• **Material for this task**

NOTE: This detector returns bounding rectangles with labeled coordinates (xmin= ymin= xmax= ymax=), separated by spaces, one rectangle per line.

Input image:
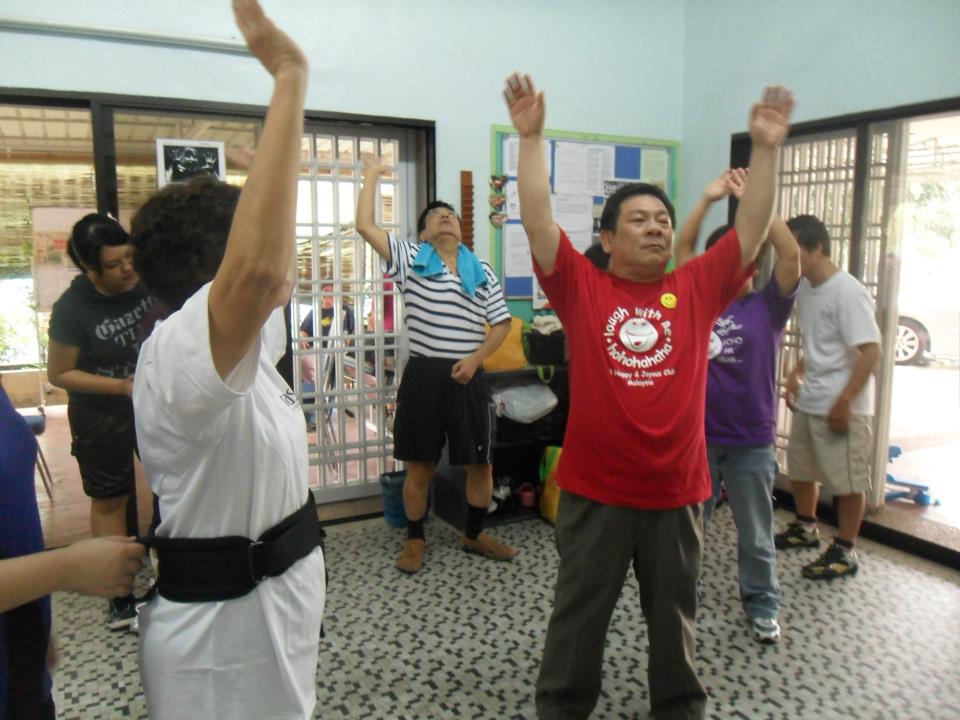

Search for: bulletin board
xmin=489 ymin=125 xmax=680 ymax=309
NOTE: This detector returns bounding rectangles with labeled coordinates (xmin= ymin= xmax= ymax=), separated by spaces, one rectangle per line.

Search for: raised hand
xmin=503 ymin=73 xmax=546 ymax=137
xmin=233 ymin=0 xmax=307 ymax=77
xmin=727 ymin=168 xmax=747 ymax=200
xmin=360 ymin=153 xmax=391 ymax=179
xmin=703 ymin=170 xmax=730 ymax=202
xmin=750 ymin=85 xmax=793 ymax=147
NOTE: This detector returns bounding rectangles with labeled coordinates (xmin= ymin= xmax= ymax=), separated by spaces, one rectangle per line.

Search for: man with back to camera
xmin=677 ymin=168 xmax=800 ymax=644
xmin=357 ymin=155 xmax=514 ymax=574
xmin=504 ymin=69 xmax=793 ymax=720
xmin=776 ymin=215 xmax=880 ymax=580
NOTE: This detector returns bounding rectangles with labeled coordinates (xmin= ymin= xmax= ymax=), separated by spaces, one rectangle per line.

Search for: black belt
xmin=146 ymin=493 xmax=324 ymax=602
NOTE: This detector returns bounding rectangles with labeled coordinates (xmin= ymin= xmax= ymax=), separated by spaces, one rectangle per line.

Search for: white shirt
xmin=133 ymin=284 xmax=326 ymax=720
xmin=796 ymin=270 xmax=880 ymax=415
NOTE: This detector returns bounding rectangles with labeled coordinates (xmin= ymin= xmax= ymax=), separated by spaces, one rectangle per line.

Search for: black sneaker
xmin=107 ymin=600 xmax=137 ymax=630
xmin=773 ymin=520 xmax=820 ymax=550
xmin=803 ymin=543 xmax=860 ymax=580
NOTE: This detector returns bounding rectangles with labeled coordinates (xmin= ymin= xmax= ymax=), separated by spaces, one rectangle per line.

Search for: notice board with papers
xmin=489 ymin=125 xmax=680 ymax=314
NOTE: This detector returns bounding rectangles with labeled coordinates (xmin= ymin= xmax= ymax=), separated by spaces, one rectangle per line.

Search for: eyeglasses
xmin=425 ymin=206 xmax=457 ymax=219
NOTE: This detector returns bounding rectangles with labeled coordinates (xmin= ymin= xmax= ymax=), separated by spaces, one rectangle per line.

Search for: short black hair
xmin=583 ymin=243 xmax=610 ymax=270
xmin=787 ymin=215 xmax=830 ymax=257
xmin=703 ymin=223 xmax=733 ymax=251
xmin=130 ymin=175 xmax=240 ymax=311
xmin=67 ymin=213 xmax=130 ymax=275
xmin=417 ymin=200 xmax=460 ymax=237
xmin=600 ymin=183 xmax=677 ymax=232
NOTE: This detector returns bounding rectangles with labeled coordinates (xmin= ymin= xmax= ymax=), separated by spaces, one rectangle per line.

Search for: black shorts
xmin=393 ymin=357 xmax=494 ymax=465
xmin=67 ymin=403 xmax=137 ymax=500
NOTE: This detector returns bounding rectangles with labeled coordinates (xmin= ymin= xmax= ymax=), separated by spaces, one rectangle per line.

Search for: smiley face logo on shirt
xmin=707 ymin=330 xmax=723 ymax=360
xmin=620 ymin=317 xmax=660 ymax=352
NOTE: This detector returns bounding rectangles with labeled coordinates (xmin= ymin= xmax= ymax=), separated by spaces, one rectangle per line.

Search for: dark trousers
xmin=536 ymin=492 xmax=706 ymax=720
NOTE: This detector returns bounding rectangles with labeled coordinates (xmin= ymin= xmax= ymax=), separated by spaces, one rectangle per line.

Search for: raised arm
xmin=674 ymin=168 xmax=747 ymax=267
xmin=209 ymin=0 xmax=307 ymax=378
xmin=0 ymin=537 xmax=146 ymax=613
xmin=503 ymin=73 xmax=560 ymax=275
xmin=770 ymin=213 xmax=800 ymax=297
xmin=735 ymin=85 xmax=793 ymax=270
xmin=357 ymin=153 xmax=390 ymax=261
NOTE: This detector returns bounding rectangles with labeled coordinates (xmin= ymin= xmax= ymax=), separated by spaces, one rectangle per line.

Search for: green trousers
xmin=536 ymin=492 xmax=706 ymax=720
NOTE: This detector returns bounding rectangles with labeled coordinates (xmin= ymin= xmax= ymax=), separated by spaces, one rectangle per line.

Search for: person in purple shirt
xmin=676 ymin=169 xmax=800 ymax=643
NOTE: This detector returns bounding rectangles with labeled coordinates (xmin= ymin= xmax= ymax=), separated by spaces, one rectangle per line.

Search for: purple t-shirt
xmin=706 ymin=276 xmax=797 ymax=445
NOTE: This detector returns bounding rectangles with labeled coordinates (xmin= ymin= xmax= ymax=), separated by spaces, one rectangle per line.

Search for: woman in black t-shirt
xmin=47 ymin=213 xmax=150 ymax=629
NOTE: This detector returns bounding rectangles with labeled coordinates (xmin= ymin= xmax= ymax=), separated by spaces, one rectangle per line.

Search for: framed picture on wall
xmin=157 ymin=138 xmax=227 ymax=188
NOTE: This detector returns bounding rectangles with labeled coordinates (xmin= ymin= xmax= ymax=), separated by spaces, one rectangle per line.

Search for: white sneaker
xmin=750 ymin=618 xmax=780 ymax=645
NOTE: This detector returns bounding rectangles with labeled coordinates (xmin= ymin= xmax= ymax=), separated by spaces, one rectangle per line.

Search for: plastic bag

• **Aim**
Please rewrite the stretch from the first row through the row containing "xmin=489 ymin=125 xmax=680 ymax=309", putting "corkboard" in place of "bulletin board" and keeping everything else unchanged. Leave the pictures out of your answer.

• **Written reply**
NOTE: This detector returns bounding rectangles with labeled coordinates (xmin= ymin= xmax= ymax=), separated by spaces, one rectangle per line.

Input image:

Search for: corkboard
xmin=489 ymin=125 xmax=680 ymax=309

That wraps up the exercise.